Brief 1:
List every company or organization named in the excerpt on TSMC's spending outlook below.
Brief 2:
In the excerpt on TSMC's spending outlook below, what range did TSMC give for its 2026 capital spending?

Text excerpt:
━━━

Management didn’t just celebrate — they opened the wallet. TSMC guided 2026 capital spending to between 52 and 56 billion dollars, well above last year. Translation: they see sustained, very real AI demand at the leading edge — the chips that power Nvidia’s and Apple’s most advanced products. Markets liked it, and analysts read it as confirmation that AI infrastructure is still in go mode.

Beyond the headline numbers, the message was capacity, capacity, capacity — especially for advanced packaging and the 3 nanometer and below nodes. TSMC’s investor materials underscored the focus on utilization, product mix, and whether 2 nanometer ramps can stay on schedule amid insatiable AI orders. If you’re watching the supply chain, this is the signal that 2026 will be another build year for compute.

Story two — the TSMC capex surge had an immediate ripple. ASML, the Dutch lithography giant that makes the EUV tools no one else can, briefly climbed past a 500 billion dollar market cap. If TSMC is spending more than expected — about 21 percent — equipment makers are obvious beneficiaries. Reuters notes ASML shares jumped after TSMC’s outlook, even as ASML’s own guidance remains conservative heading into its January 28 report. It’s a reminder that the AI buildout lifts not just chip designers and foundries, but also the toolmakers enabling those bleeding edge nodes.

━━━

Supplied information:
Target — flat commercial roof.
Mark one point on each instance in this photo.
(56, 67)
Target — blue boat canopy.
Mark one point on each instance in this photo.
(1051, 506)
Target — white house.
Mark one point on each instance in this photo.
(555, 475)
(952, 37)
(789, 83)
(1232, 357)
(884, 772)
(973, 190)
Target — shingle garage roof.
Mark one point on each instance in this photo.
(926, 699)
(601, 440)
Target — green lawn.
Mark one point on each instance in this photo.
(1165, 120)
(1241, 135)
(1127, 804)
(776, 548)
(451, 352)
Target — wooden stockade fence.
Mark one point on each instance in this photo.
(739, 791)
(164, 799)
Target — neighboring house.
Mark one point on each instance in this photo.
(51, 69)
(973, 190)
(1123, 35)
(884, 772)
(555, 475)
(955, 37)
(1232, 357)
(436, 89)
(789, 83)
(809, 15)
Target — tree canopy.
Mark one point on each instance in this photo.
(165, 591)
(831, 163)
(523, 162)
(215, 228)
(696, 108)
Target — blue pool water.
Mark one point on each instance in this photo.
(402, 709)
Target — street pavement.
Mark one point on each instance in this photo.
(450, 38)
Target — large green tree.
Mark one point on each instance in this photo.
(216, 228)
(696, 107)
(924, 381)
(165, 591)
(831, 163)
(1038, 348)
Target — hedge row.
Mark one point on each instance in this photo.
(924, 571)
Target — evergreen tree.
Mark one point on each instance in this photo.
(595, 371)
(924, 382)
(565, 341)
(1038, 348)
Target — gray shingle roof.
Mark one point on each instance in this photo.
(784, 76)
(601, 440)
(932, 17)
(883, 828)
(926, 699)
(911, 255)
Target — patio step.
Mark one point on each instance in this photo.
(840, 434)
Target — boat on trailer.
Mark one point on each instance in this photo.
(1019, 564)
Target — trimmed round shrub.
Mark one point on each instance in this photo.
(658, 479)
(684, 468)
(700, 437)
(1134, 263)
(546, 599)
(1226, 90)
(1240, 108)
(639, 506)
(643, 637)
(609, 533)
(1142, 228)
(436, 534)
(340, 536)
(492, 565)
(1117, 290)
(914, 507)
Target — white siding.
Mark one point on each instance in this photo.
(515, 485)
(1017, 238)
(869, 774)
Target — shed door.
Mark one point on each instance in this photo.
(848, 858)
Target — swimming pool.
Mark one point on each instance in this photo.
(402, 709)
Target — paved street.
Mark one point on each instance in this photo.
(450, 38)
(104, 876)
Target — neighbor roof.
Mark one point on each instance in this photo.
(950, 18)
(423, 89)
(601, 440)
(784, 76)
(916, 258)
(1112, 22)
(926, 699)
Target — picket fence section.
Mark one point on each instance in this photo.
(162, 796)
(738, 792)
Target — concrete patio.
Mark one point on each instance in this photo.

━━━

Expected answer 1:
TSMC, Nvidia, Apple, ASML, Reuters

Expected answer 2:
Between 52 and 56 billion dollars.